Hi Kristian,

It could be something similar to:

<xsl:for-each select="$currentPage//node [@nodeTypeAlias = 'forumPostAlias']">
  <xsl:if test="position &lt; $numberOfItems">
    <xsl:value-of select="@nodeName"/>
  </xsl:if>
</xsl:for-each>

Key is to use the '//' selector (which selects all children - regardless of their level) instead of '/'. Of course, you'll have to take care of setting starting page (used $currentPage) and declaring the variable numberOfItems and set it to whatever number you'd like, and replacing 'forumPostAlias' with alias of a forum post.

Hope this helps.

Regards,

/Dirk

You also might have a look at this post: http://our.umbraco.org/forum/developers/xslt/3292-How-to-display-the-latest-Blog-Post-(blog-4-umbraco)-on-homepage-of-website?sort=karma Sebastiaan's solutions works for me...

Forum posts are kept in a database, and not in the node structure, so the above won't work for uForum.

I think there is an XSLT extension for getting all posts. Take a look there.

Problems:
**a)** In the XSLT forum thread, where are forum posts said to be kept?
**b)** From the XSLT forum thread, write out the part that opens with the words containing "You also might" and closes with "a look there.".
The lines after this point are drawn from a separate source.

Supplied material:

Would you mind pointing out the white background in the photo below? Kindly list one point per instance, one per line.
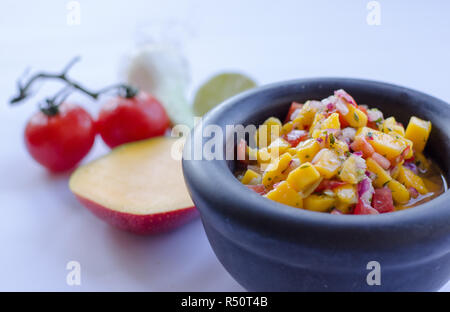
(42, 226)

Task solutions:
**a)** They are kept in a database, not in the node structure.

**b)**
You also might have a look at this post: http://our.umbraco.org/forum/developers/xslt/3292-How-to-display-the-latest-Blog-Post-(blog-4-umbraco)-on-homepage-of-website?sort=karma Sebastiaan's solutions works for me...

Forum posts are kept in a database, and not in the node structure, so the above won't work for uForum.

I think there is an XSLT extension for getting all posts. Take a look there.